::: Source records
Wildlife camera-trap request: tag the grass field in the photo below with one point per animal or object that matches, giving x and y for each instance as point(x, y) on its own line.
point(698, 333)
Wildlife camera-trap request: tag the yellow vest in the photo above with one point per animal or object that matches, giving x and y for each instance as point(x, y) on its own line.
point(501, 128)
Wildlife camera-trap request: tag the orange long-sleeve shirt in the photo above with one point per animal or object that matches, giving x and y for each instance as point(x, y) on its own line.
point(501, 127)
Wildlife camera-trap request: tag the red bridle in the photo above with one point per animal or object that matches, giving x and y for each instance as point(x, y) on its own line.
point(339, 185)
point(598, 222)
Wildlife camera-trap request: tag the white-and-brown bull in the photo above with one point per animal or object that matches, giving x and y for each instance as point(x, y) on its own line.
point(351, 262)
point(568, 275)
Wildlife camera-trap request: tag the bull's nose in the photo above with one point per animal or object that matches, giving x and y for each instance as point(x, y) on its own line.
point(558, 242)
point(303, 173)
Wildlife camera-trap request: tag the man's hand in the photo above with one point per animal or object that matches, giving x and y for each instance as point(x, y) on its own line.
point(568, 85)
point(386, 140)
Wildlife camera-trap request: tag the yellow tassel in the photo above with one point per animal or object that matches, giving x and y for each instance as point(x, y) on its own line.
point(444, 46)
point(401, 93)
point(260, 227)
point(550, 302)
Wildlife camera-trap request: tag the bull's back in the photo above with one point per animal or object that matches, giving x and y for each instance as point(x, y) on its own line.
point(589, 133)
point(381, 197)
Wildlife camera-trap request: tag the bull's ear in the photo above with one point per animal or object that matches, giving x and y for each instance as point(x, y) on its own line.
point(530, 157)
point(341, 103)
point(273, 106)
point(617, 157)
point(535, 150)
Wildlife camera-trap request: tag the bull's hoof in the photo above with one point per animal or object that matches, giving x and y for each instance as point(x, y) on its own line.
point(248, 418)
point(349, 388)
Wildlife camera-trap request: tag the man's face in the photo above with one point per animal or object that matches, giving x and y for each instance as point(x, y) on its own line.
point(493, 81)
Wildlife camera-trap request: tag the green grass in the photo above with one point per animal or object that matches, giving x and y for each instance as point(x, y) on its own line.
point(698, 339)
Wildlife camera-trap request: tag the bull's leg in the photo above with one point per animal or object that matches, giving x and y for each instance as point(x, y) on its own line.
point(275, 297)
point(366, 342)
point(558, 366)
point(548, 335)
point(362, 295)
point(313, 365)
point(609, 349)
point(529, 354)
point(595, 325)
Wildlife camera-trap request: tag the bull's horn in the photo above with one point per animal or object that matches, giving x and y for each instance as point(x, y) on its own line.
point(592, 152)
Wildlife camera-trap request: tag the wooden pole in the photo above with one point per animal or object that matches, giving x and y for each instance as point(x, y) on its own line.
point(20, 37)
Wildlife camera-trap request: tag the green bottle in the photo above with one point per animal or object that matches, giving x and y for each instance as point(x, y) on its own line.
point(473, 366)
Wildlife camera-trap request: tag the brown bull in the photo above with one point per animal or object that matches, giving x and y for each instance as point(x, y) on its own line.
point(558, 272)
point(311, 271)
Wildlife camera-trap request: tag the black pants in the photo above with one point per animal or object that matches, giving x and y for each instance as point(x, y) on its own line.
::::::
→ Task to carry out:
Output the listing above exactly, keeping each line as it was.

→ Reply:
Wildlife camera-trap request: tag the grass field in the photo below with one point per animal or object that matches, giving x and y for each instance as point(x, y) on its own line.
point(698, 333)
Wildlife camera-trap request: tag the yellow vest in the photo above with one point per animal or object that matches, giving x and y for each instance as point(x, y) on its own line.
point(501, 128)
Wildlife camera-trap request: tag the orange long-sleeve shirt in the photo above with one point per animal or object that matches, giving x and y for each instance as point(x, y) on its own line.
point(501, 127)
Wildlife camera-trap request: tag the red bridle in the photo above with one point per animal or object that matches, giving x and y for each instance as point(x, y) on its own line.
point(339, 185)
point(598, 222)
Wildlife camera-trap request: tag the white-and-brown bull in the photo above with one point per animal or object that matches, giving x and y for each instance as point(x, y) on its own line.
point(351, 262)
point(568, 275)
Wildlife camera-trap request: tag the bull's nose in the photo above with one point per animal or object that matches, giving x and y for each instance as point(x, y) on its own line.
point(558, 242)
point(303, 173)
Wildlife camera-trap request: tag the man's hand in the photo above with one point per animal or object that matches, giving x and y for each instance as point(x, y) on its own line.
point(568, 85)
point(386, 140)
Wildlife camera-trap request: tag the yellow tassel in the photo above with one point per animal or object that matches, giving x and y for each instance as point(x, y) on its own line.
point(444, 46)
point(401, 93)
point(260, 227)
point(550, 302)
Wildlife camera-trap request: tag the bull's back in the photo above with one point per animal or object that matches, giving x and y for each instance as point(x, y) on its own line.
point(589, 133)
point(381, 197)
Wildlife camera-trap request: tag the bull's ear in the photo above with one point per animal or object that matches, giving x and y for each instance as point(x, y) on its own line.
point(530, 157)
point(341, 103)
point(273, 106)
point(617, 157)
point(535, 150)
Wildlife camera-trap request: tag the bull's hoof in the photo above with one point per animal or object that matches, giving x and y for each instance as point(x, y) on its own line.
point(248, 418)
point(349, 388)
Wildlife camera-trap request: tag the man's face in the photo above with one point per animal or object that matches, giving x and y for each instance as point(x, y) on its own line.
point(493, 81)
Wildlife camera-trap request: tag the green grass in the photo above with one point per animal or object that matches, giving x and y for each instance as point(x, y) on its own line.
point(698, 339)
Wildlife camera-trap request: tag the bull's leg in the photo above with one point per animal or object that matches, giving x and y for each instance as point(x, y) on its own line.
point(275, 297)
point(366, 342)
point(558, 366)
point(548, 335)
point(362, 295)
point(313, 365)
point(609, 349)
point(529, 354)
point(595, 325)
Wildlife camera-trap request: tag the bull's horn in the photo above with one point per animal or object that matches, giving x and y for each instance as point(x, y) on its own line.
point(592, 152)
Wildlife camera-trap request: tag the wooden pole in the photo above with one point per animal or object that matches, giving x and y for each instance as point(x, y) on its own line.
point(20, 37)
Wildlife camera-trap request: tag the green bottle in the photo above with one point per animal or object that matches, giving x and y for each instance as point(x, y) on its own line.
point(473, 366)
Wildlife camera-trap request: tag the brown bull in the photo above with one point per animal or object that matches, giving x and y for each instance as point(x, y) on its own line.
point(558, 272)
point(311, 271)
Wildlife camera-trap request: tag the black pants in the photo above with one point per animal or object that matches, giving x and y for each instance as point(x, y) on its own line.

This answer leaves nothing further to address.